## [Description of the task]
Would you return the full listing exactly, with nothing altered?

## [Information shown]
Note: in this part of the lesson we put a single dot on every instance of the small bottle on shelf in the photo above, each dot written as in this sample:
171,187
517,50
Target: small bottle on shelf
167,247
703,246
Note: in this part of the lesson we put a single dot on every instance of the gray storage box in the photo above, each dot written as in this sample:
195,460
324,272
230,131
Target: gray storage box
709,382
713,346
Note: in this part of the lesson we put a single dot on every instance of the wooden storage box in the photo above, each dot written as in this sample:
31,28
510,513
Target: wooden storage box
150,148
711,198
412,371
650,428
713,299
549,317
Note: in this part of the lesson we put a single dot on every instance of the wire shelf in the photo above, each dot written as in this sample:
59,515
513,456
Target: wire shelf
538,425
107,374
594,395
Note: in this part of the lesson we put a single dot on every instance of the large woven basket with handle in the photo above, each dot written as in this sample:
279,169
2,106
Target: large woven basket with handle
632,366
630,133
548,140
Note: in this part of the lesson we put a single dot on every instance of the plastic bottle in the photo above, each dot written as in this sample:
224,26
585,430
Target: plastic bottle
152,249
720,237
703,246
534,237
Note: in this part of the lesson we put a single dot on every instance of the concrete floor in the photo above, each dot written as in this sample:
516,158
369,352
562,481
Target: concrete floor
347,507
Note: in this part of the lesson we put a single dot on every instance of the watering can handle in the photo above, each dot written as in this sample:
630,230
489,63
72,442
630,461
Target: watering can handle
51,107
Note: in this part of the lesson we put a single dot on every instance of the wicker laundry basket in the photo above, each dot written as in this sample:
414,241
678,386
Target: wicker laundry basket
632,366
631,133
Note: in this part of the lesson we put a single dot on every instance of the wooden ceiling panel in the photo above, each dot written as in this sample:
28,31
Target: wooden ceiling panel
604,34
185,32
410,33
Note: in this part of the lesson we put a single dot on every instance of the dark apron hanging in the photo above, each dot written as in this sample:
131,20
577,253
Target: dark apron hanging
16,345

## [Task output]
Note: in this part of the lesson we put a single dot on every instance of the small bottle on shelf in the photo above, each dot written as in this sample:
171,187
517,50
Target: small bottle on shelf
167,247
703,246
Note: in this part of the lesson we put a single dot on every instance of the gray storage box in the photo above, each dot written as in this sample:
195,460
324,272
230,131
Target: gray storage box
709,382
713,346
Note: in this part of the lesson we put a single dot on every instance of the wooden storage box in the photo above, each dot written as in this sample:
31,28
510,513
Target: wooden storage box
150,148
711,198
412,371
650,428
713,299
549,317
Note: in this part of the lesson we put a single dot on every instance of the wire shelf in the photo above, each dot written as in this sample:
59,515
513,456
Target: wire shelf
538,425
107,374
594,395
Note: in this part of the lesson we put a single dot on every instance of the large woven basket with handle in the photo above, each dot written as in this sample:
279,169
2,106
Target: large woven basket with handle
632,366
630,133
548,140
Note: in this part of the lesson we put a single dot on every instance of the plastic bottle in the photo above, each dot written as in this sample:
224,26
585,430
Target: plastic bottle
152,249
720,237
703,246
534,237
Note: in this part of the lesson we put a single dot on every instance of the concrete floor in the photo above, each dot written as in this sample:
516,158
369,352
562,481
Target: concrete floor
347,507
Note: in this part of the lesson we put a single dot on every instance of the watering can handle in the photo above, each dot written as in this sample:
630,230
489,63
72,442
630,461
Target: watering can handle
51,107
Note: in this part of the lesson we put a single dot on every instance of the wicker laundry basket in the photo above, each dot written as in this sample:
414,241
678,386
Target: wicker laundry basket
632,366
631,133
Note: in this part of the lesson we put a single dot on every instance of the wooden ceiling panel in the photo above, each dot written as in this sample:
28,31
Target: wooden ceiling panel
604,34
185,32
410,33
Note: in this part of the lesson we put a single dot on every instance of the dark apron hanging in the photo above, each dot written as in this sample:
131,20
577,253
Target: dark apron hanging
16,345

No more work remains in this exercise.